MATERIAL:

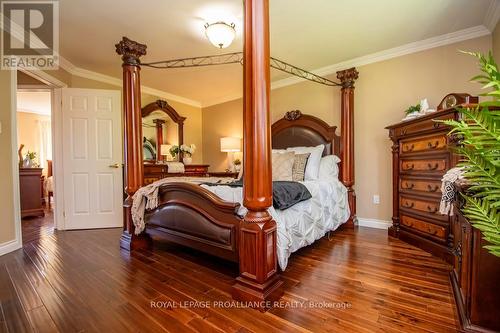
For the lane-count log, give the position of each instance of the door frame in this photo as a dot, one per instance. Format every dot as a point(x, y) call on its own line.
point(54, 85)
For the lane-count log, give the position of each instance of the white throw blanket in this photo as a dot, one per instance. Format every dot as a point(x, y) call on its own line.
point(449, 189)
point(147, 196)
point(175, 167)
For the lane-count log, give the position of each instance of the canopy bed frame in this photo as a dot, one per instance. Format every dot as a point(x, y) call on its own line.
point(193, 216)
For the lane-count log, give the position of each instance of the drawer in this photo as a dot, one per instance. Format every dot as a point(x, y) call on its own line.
point(433, 165)
point(425, 227)
point(423, 144)
point(418, 206)
point(150, 180)
point(420, 186)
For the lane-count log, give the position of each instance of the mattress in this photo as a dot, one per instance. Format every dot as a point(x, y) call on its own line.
point(305, 222)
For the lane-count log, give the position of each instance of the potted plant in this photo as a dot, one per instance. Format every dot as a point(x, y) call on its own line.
point(479, 130)
point(237, 165)
point(187, 152)
point(174, 151)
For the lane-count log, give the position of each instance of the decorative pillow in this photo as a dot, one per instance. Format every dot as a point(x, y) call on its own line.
point(328, 168)
point(312, 167)
point(299, 167)
point(283, 166)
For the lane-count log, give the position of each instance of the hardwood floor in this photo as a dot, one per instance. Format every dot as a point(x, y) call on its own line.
point(80, 281)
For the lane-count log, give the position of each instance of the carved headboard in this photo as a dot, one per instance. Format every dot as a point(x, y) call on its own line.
point(297, 129)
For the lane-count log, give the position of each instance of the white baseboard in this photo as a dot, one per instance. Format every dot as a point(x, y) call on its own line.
point(372, 223)
point(10, 246)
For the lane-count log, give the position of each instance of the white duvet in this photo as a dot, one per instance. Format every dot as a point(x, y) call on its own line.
point(305, 222)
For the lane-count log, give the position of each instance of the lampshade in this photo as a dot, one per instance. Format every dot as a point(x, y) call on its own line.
point(165, 149)
point(228, 144)
point(220, 34)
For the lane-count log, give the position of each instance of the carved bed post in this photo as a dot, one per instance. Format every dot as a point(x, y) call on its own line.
point(347, 78)
point(258, 280)
point(132, 137)
point(159, 137)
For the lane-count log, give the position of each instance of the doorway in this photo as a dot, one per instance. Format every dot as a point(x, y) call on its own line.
point(36, 179)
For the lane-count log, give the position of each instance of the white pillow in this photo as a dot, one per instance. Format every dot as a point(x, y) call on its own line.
point(328, 167)
point(312, 167)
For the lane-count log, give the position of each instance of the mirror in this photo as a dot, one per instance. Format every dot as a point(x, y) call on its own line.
point(161, 125)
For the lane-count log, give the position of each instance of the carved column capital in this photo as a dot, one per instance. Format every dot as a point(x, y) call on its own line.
point(130, 51)
point(293, 115)
point(347, 77)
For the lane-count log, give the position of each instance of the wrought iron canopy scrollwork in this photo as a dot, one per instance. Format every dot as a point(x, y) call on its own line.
point(237, 57)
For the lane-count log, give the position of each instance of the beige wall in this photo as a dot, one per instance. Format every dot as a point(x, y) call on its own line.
point(7, 222)
point(383, 91)
point(192, 125)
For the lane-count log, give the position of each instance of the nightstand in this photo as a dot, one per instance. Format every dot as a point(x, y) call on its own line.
point(223, 174)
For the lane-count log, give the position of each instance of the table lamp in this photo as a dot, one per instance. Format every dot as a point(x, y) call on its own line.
point(165, 151)
point(230, 145)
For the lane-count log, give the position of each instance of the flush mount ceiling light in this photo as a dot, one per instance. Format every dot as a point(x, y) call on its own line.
point(220, 34)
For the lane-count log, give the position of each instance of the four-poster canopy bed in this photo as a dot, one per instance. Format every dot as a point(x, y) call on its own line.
point(189, 214)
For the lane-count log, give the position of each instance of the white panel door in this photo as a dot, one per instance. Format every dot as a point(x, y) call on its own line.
point(92, 158)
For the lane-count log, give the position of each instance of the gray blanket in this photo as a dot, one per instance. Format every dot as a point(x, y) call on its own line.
point(285, 193)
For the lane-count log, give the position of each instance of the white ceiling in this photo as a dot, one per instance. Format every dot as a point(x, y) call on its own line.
point(310, 34)
point(34, 102)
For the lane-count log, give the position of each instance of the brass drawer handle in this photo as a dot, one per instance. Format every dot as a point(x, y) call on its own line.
point(432, 210)
point(431, 167)
point(409, 148)
point(408, 205)
point(433, 146)
point(409, 167)
point(432, 189)
point(409, 186)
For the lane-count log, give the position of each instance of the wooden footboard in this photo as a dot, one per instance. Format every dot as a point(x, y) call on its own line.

WHAT THE EXERCISE ASKS:
Can you copy out word for word the entries starting with the line that contains "the white pillow" and going on through the line that contains "point(230, 145)", with both of those lines included?

RESPONSE TO THIS EXERCISE:
For the lane-count log, give the position of each instance of the white pillow in this photo as a dot, one per instance. Format every dot as a point(x, y) call on its own line.
point(328, 167)
point(312, 167)
For the lane-count log, give the position of each instance of the mirror in this photo as a dot, one per instance. Format every dot as a point(x, y) call on its own line.
point(161, 125)
For the lane-count log, give the position of each instance of the carved column capital in this photo as a dot, one per instance. Format every dot as a point(x, y) call on its own line.
point(130, 51)
point(293, 115)
point(347, 77)
For the lane-count log, give the position of each instance of the wrought iron canopy scrollwork in this photo as a dot, one per instance. Format every dot as a point(x, y) call on its own line.
point(237, 57)
For the lane-count log, give the position of each instance of the beige wall in this photo as a dot, one per instance. Format every dot as a point(x, y) call on its own line.
point(7, 222)
point(383, 91)
point(192, 125)
For the lane-count log, give the position of each instance of the nightstand in this photo as a dot, one per instance. Format every dot as a point(x, y) call on its own line.
point(223, 174)
For the lane-count log, give the position of each instance of the table lamp in this photo as a dot, one per instance. Format every dot as a point(x, y) call on its own line.
point(165, 151)
point(230, 145)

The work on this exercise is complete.